Requirements: Find every line in the records below that contains the string "window", and copy each one. Treat uppercase and lowercase letters as different.

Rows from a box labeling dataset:
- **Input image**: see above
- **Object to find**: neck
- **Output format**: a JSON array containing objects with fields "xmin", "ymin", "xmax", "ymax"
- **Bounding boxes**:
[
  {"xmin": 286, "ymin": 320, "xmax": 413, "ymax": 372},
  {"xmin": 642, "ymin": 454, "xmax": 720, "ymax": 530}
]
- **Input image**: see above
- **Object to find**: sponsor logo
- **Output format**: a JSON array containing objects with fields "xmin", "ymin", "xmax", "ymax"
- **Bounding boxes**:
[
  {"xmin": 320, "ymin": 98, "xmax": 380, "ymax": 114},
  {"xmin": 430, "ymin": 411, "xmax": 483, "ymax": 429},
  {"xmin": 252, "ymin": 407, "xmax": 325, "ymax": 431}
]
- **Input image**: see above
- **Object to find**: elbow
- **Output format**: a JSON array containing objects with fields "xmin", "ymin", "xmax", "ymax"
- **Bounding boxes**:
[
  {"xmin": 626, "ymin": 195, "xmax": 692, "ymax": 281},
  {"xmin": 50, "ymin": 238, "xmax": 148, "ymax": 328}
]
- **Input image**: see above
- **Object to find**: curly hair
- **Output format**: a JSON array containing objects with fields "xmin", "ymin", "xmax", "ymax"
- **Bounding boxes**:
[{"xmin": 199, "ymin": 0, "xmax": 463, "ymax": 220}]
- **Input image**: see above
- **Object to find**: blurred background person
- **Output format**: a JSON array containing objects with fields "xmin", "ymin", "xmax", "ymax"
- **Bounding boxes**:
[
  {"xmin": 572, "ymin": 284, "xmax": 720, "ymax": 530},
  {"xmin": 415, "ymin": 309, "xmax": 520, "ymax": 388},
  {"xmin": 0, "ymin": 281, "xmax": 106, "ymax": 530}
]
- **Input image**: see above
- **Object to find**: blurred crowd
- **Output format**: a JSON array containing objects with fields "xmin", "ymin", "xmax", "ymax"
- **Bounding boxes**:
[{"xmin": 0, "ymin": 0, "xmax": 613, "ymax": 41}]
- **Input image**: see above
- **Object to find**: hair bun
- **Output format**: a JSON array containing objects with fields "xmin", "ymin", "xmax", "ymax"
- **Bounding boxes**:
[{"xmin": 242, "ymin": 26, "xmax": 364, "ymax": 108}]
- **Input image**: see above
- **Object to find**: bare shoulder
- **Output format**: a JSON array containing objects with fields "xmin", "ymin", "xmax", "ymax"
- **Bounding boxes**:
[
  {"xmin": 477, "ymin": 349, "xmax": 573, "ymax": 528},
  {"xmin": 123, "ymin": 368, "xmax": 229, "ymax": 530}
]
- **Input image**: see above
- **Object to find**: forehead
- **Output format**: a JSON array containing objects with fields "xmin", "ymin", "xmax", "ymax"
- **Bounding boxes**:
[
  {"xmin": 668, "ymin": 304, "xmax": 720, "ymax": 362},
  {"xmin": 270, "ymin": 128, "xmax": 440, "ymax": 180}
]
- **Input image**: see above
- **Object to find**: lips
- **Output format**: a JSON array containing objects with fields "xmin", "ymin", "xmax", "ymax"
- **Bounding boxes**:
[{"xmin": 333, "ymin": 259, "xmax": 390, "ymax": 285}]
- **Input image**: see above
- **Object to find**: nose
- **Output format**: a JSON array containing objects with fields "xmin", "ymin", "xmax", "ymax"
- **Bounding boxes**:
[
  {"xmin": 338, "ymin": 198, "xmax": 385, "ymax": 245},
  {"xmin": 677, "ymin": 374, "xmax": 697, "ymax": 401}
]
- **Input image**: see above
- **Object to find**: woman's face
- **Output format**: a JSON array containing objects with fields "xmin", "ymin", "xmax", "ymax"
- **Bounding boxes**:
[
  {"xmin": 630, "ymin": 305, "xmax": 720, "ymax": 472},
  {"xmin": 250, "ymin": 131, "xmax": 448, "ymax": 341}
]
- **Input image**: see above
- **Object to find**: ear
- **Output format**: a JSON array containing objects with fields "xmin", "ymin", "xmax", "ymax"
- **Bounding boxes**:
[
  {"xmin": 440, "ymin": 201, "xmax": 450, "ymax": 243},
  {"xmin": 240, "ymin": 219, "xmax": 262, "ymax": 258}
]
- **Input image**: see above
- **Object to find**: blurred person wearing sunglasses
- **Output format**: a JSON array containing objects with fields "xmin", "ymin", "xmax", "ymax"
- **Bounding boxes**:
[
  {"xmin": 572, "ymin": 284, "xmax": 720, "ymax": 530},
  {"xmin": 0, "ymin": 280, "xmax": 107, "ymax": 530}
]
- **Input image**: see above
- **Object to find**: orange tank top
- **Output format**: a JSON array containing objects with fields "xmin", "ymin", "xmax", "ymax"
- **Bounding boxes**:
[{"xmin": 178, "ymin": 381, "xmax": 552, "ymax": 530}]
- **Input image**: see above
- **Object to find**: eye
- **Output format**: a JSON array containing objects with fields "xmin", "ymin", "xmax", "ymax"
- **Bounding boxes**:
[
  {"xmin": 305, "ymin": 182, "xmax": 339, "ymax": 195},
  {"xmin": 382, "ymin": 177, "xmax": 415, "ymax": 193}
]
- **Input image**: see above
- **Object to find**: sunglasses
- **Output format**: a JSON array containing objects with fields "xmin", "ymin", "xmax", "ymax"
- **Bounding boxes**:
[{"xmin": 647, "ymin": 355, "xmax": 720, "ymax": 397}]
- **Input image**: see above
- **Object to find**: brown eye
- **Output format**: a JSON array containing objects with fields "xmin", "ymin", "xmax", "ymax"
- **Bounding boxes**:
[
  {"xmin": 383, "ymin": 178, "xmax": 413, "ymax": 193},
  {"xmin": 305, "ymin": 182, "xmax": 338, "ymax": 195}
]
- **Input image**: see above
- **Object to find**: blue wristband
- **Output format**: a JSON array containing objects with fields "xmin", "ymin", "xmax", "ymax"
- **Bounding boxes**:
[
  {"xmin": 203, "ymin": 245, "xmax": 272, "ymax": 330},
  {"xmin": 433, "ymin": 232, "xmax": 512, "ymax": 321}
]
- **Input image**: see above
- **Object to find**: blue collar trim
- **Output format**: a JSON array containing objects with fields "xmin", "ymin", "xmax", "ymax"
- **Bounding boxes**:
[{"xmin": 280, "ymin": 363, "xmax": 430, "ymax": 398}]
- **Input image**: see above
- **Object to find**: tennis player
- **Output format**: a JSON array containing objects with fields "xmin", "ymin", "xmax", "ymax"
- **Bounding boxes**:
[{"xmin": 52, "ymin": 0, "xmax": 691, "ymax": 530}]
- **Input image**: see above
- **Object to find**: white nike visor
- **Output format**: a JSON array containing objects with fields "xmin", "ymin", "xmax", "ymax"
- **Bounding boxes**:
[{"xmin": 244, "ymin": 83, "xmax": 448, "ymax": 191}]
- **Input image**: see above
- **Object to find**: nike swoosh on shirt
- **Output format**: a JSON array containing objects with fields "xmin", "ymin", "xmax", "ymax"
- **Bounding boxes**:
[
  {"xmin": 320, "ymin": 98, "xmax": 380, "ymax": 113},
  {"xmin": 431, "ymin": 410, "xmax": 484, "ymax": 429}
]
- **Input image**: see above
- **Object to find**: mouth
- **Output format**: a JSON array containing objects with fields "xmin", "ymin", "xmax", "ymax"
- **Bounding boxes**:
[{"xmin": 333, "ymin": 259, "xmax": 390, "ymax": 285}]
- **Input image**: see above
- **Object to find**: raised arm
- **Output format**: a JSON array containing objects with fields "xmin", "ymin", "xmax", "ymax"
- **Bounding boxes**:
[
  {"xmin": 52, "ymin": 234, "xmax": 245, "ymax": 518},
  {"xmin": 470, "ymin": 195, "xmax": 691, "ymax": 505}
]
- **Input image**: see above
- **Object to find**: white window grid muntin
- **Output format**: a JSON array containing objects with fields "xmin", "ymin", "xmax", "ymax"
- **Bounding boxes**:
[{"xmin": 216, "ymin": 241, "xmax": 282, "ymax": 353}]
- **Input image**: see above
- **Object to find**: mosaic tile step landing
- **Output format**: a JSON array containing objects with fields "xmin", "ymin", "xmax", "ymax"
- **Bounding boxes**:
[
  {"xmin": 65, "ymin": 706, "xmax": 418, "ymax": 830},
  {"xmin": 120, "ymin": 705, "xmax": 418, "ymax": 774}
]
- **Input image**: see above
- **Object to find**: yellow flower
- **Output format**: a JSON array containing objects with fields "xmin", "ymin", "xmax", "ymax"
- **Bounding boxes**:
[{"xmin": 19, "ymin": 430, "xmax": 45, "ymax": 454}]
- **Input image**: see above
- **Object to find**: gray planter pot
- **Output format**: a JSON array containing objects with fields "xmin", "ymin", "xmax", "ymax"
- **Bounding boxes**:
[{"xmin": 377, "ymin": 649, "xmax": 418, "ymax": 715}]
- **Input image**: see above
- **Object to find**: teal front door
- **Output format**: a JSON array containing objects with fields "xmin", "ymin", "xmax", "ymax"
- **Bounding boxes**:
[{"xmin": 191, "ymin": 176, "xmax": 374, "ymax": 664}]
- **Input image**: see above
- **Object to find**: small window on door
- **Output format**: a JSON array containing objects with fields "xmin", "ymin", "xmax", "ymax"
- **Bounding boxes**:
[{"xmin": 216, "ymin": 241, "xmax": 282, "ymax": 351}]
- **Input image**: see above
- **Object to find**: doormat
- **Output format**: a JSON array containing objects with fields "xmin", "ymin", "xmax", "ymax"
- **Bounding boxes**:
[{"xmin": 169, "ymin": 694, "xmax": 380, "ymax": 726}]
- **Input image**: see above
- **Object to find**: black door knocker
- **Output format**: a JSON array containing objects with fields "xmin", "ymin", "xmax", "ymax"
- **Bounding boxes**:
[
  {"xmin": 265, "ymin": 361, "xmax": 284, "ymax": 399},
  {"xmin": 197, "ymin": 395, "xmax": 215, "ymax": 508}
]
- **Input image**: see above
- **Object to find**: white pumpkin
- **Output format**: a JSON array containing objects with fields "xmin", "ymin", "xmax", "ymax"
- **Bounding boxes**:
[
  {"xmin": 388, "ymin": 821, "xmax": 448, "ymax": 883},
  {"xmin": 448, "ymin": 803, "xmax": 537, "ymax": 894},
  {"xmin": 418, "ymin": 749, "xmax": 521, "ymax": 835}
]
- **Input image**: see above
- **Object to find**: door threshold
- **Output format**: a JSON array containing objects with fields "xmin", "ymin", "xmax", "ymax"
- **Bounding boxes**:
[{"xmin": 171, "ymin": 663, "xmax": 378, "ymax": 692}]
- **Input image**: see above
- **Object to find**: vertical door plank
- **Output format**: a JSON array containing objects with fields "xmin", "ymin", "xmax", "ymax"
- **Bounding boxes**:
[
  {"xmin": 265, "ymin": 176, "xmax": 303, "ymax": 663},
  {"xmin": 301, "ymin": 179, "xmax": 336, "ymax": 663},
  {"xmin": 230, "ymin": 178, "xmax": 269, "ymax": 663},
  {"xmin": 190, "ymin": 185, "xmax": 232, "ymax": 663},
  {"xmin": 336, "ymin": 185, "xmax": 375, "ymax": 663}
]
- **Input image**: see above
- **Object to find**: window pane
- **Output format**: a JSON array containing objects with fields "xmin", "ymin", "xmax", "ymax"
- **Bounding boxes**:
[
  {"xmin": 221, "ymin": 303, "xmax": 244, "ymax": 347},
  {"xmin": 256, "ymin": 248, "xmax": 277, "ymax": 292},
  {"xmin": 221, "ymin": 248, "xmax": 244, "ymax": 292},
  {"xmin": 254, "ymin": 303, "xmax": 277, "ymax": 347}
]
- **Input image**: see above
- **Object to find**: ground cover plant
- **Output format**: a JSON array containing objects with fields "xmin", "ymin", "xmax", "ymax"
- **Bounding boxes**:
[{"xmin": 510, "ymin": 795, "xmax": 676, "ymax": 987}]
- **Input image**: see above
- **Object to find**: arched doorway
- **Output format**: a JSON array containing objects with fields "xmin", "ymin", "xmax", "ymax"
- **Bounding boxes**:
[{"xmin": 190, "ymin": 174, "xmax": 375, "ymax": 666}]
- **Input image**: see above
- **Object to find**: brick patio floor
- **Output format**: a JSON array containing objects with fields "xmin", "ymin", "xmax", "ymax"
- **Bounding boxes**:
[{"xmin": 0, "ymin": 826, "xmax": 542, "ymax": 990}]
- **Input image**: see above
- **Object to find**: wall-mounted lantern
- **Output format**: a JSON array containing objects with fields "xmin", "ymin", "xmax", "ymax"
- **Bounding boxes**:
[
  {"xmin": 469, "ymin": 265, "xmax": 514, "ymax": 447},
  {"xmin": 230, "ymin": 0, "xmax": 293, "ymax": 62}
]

Answer to this problem:
- **Object to find**: white window grid muntin
- **Object to find**: small window on door
- **Object to find**: window pane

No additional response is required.